— What this task involves —
Take the line that contains "Check that one keypoint sits on every instance of the rippled" and every line below it to the end of the entries, and give them again exactly, leaving out any pictures.

— Extracted records —

....

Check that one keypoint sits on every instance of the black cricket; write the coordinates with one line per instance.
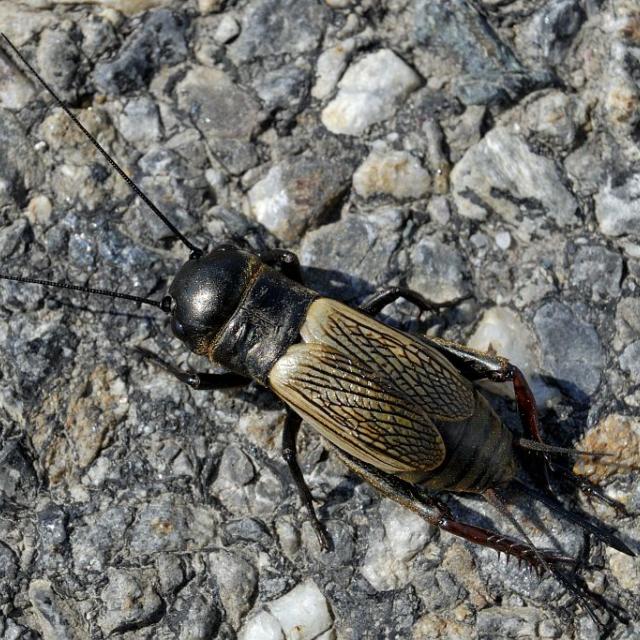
(401, 411)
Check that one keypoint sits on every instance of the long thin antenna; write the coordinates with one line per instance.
(164, 304)
(195, 251)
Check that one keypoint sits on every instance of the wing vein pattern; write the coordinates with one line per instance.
(370, 389)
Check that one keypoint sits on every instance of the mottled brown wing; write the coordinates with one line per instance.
(366, 387)
(355, 411)
(408, 365)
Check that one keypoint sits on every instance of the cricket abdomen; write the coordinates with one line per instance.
(479, 454)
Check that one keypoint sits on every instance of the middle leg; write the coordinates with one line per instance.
(289, 437)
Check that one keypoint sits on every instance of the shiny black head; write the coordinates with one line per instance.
(205, 293)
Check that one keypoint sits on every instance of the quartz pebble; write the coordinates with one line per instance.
(396, 173)
(366, 95)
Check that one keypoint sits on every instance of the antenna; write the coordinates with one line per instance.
(195, 251)
(164, 304)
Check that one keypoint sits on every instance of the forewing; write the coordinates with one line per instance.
(356, 410)
(406, 365)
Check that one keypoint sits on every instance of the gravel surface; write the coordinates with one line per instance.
(488, 148)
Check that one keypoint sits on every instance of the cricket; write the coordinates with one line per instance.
(403, 411)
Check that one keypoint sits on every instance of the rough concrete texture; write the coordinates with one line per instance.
(488, 148)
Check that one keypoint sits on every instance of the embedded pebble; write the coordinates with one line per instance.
(16, 91)
(303, 613)
(439, 210)
(457, 31)
(276, 27)
(396, 173)
(437, 271)
(630, 360)
(551, 30)
(128, 599)
(237, 580)
(160, 40)
(227, 30)
(388, 562)
(571, 348)
(502, 331)
(262, 626)
(330, 66)
(618, 207)
(627, 322)
(503, 240)
(366, 95)
(617, 435)
(349, 258)
(139, 122)
(599, 270)
(501, 170)
(226, 114)
(297, 195)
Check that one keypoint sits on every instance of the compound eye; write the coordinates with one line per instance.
(178, 328)
(168, 304)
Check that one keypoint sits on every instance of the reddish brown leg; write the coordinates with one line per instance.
(476, 365)
(438, 514)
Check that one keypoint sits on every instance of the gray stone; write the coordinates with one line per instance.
(159, 41)
(630, 360)
(58, 60)
(237, 581)
(54, 617)
(502, 175)
(551, 30)
(139, 122)
(284, 88)
(304, 611)
(618, 207)
(555, 118)
(367, 95)
(351, 257)
(275, 27)
(195, 616)
(598, 270)
(571, 349)
(455, 30)
(226, 114)
(627, 322)
(11, 237)
(227, 30)
(20, 166)
(437, 271)
(299, 194)
(129, 601)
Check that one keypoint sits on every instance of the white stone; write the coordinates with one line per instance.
(227, 30)
(503, 240)
(502, 332)
(15, 90)
(330, 66)
(370, 91)
(261, 627)
(209, 6)
(387, 564)
(503, 163)
(396, 173)
(303, 613)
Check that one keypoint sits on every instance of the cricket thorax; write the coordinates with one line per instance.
(263, 326)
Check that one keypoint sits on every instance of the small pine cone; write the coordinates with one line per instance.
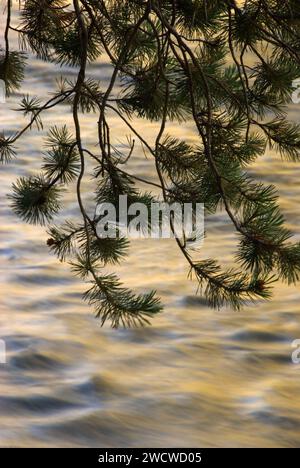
(50, 242)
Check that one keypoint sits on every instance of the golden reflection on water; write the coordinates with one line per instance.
(197, 377)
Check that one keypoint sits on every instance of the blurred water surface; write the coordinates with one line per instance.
(197, 377)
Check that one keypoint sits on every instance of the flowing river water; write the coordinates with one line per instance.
(196, 377)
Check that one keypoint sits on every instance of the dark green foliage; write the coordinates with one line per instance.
(35, 200)
(227, 67)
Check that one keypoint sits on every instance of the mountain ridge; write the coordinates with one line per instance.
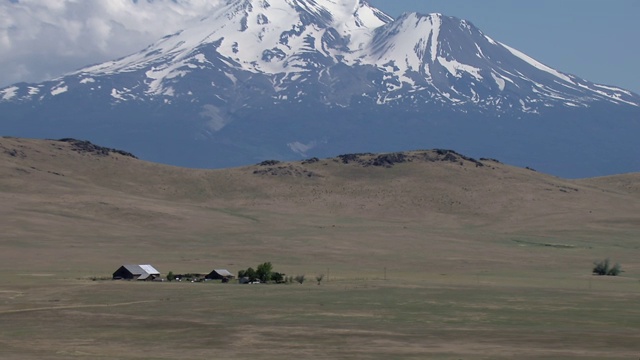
(220, 91)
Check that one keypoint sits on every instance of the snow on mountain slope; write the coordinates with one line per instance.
(299, 43)
(285, 79)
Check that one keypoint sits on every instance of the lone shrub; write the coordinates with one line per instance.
(604, 268)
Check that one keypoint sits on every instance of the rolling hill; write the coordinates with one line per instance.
(77, 202)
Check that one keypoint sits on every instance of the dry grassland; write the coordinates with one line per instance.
(434, 258)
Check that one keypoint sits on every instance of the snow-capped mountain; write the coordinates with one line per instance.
(289, 78)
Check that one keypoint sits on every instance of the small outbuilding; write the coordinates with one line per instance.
(220, 274)
(136, 272)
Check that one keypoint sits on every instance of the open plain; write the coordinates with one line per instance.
(426, 255)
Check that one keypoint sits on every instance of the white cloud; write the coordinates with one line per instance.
(41, 39)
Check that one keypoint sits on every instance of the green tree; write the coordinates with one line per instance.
(263, 272)
(604, 268)
(278, 278)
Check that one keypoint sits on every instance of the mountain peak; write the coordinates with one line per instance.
(301, 77)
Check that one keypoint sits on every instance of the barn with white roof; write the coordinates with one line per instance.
(136, 272)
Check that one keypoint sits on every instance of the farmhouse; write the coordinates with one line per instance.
(220, 274)
(136, 272)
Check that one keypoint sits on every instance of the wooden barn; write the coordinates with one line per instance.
(136, 272)
(220, 274)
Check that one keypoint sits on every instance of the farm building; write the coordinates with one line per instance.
(136, 272)
(220, 274)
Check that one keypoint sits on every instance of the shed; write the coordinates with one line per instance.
(220, 274)
(136, 272)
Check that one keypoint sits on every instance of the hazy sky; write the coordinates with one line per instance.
(594, 39)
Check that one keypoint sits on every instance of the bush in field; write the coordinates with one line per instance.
(264, 271)
(604, 268)
(278, 278)
(249, 273)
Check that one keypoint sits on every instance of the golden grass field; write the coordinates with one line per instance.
(435, 258)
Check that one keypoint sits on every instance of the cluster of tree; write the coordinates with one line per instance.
(264, 273)
(604, 267)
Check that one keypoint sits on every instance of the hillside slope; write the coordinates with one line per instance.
(88, 208)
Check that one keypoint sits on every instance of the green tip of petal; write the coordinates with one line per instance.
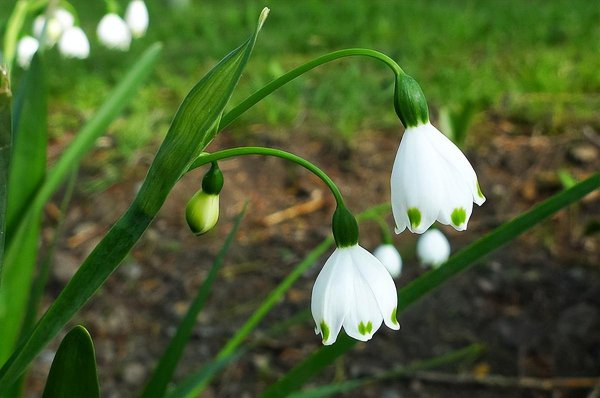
(365, 329)
(324, 331)
(479, 193)
(414, 216)
(459, 216)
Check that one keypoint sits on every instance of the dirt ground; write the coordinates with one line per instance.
(534, 304)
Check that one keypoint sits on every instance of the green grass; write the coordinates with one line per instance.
(534, 61)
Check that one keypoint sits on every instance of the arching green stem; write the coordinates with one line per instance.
(294, 73)
(252, 150)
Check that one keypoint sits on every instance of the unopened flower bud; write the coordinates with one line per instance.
(202, 212)
(433, 248)
(390, 258)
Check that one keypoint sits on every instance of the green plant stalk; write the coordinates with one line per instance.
(428, 282)
(278, 293)
(5, 149)
(243, 151)
(253, 99)
(159, 381)
(465, 353)
(191, 130)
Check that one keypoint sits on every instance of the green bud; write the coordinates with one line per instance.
(202, 212)
(345, 227)
(409, 102)
(212, 183)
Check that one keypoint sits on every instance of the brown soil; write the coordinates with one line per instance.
(534, 304)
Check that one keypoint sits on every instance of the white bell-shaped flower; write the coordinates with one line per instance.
(113, 32)
(64, 18)
(74, 43)
(26, 48)
(432, 180)
(433, 248)
(137, 18)
(353, 290)
(53, 30)
(390, 258)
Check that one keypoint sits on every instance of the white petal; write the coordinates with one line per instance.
(329, 304)
(433, 248)
(416, 182)
(389, 256)
(380, 282)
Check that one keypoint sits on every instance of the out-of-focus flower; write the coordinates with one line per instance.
(353, 290)
(26, 48)
(53, 30)
(433, 248)
(74, 43)
(432, 180)
(137, 18)
(113, 32)
(390, 258)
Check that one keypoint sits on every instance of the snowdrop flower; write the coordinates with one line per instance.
(113, 32)
(74, 43)
(353, 290)
(390, 258)
(26, 48)
(136, 16)
(433, 248)
(53, 30)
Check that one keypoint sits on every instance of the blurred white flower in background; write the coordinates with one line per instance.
(74, 43)
(390, 258)
(113, 32)
(26, 48)
(433, 248)
(137, 18)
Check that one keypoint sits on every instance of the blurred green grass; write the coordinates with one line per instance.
(534, 61)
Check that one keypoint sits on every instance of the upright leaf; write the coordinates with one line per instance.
(73, 371)
(191, 130)
(5, 140)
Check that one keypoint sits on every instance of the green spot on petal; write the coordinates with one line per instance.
(459, 216)
(479, 193)
(324, 330)
(414, 215)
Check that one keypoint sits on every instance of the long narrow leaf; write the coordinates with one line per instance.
(157, 385)
(27, 171)
(5, 145)
(73, 371)
(191, 130)
(425, 284)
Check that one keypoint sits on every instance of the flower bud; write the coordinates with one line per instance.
(390, 258)
(345, 227)
(433, 248)
(409, 102)
(202, 212)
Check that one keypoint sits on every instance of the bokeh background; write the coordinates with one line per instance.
(521, 77)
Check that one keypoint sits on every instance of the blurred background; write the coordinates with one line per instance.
(519, 80)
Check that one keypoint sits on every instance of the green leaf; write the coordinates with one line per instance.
(24, 226)
(5, 147)
(73, 371)
(191, 130)
(426, 283)
(27, 171)
(157, 385)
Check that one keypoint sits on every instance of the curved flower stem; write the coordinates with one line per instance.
(252, 150)
(294, 73)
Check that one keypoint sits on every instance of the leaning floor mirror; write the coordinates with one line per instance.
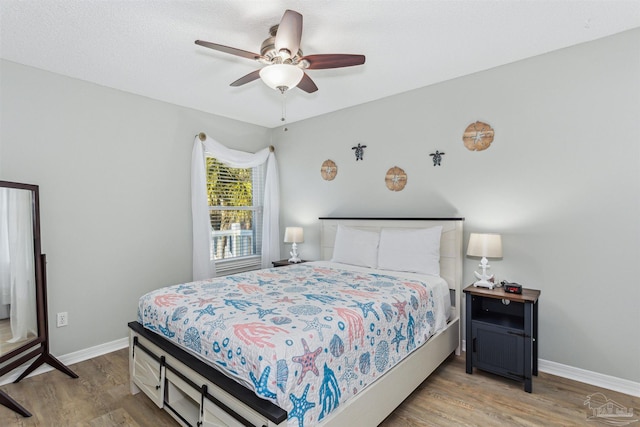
(24, 329)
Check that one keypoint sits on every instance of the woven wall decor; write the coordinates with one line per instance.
(395, 179)
(478, 136)
(329, 170)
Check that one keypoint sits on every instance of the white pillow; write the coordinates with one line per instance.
(356, 247)
(412, 250)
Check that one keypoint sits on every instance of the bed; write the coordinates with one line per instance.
(319, 343)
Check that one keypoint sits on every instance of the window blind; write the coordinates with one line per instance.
(235, 198)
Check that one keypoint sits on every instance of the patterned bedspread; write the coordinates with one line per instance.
(306, 337)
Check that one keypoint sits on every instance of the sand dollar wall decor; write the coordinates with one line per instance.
(329, 170)
(478, 136)
(395, 179)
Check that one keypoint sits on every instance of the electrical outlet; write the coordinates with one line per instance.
(62, 319)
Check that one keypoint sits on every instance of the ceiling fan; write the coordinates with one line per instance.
(285, 63)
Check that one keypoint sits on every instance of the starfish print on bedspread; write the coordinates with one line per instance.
(419, 288)
(401, 306)
(354, 324)
(167, 300)
(399, 337)
(186, 289)
(307, 360)
(261, 312)
(286, 299)
(349, 371)
(262, 388)
(367, 307)
(300, 406)
(249, 289)
(209, 309)
(257, 333)
(239, 304)
(203, 301)
(315, 325)
(216, 324)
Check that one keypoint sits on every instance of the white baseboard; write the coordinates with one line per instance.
(588, 377)
(69, 359)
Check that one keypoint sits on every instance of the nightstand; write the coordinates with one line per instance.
(284, 262)
(502, 332)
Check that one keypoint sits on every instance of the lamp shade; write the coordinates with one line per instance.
(485, 245)
(293, 235)
(279, 76)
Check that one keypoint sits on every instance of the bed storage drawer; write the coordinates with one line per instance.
(192, 405)
(148, 373)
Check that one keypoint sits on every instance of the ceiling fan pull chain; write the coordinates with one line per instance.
(284, 107)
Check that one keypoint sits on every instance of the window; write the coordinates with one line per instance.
(235, 197)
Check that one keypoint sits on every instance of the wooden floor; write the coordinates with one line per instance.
(449, 397)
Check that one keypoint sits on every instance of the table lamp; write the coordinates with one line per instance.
(486, 246)
(294, 235)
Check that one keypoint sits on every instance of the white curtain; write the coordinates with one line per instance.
(203, 266)
(17, 268)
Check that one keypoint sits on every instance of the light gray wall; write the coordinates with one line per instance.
(561, 183)
(114, 176)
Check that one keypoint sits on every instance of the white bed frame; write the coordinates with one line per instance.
(197, 395)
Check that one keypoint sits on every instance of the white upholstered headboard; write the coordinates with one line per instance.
(450, 242)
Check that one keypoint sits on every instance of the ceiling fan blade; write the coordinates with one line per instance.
(254, 75)
(332, 60)
(227, 49)
(307, 84)
(289, 33)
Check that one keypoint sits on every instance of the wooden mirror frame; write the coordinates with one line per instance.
(38, 346)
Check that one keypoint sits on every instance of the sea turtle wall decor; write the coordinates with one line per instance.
(328, 170)
(478, 136)
(359, 151)
(395, 179)
(437, 158)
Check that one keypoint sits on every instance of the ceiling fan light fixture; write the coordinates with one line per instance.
(281, 76)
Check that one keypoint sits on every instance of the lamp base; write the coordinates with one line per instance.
(484, 284)
(294, 254)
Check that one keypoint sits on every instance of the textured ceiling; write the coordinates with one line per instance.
(147, 47)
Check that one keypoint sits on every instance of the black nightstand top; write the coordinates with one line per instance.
(529, 295)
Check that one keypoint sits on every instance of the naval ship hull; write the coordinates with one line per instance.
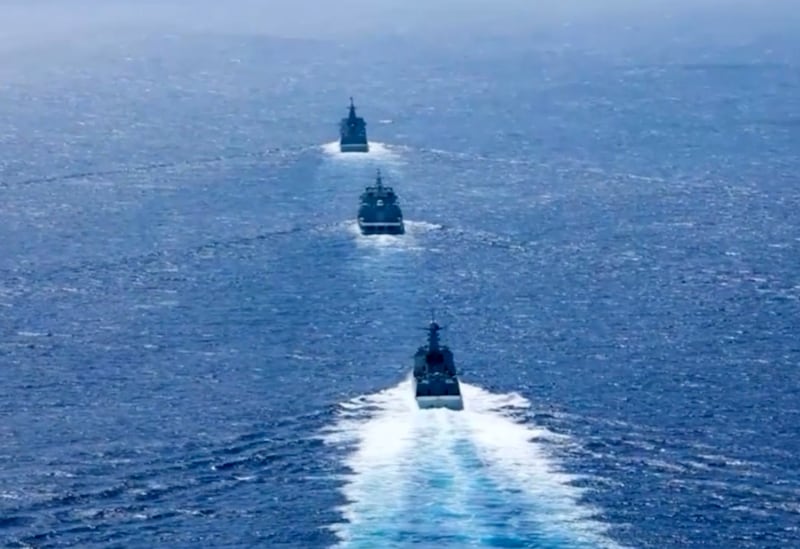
(381, 227)
(353, 147)
(426, 401)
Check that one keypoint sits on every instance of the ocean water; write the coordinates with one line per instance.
(199, 350)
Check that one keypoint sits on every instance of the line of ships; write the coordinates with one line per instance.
(435, 380)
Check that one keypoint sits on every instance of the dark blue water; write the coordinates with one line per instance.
(199, 350)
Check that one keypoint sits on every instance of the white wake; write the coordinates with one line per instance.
(454, 479)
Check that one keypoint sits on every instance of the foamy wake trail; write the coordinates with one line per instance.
(377, 150)
(437, 478)
(407, 241)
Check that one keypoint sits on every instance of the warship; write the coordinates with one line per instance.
(435, 380)
(378, 210)
(353, 132)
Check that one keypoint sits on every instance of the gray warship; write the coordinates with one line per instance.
(353, 132)
(379, 211)
(435, 380)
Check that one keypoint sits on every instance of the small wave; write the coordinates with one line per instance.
(377, 150)
(470, 478)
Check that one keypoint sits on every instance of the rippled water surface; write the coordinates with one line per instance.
(199, 349)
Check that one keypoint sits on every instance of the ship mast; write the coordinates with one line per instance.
(433, 336)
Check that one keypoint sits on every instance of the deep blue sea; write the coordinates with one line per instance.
(198, 349)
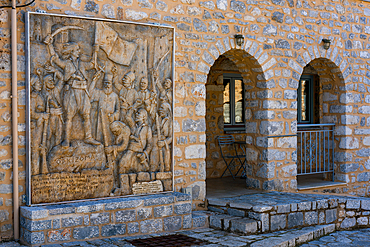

....

— Response area —
Check that one keypoint sits on every instance of the rippled water surface; write the coordinates with one line per instance.
(199, 349)
Check that one keypoint sits on every instance of the ship mast; write the coordinates with one line per instance.
(433, 336)
Check that one keypoint sits on every instance of the deep blue sea; write the coordinates with one line per instance.
(198, 349)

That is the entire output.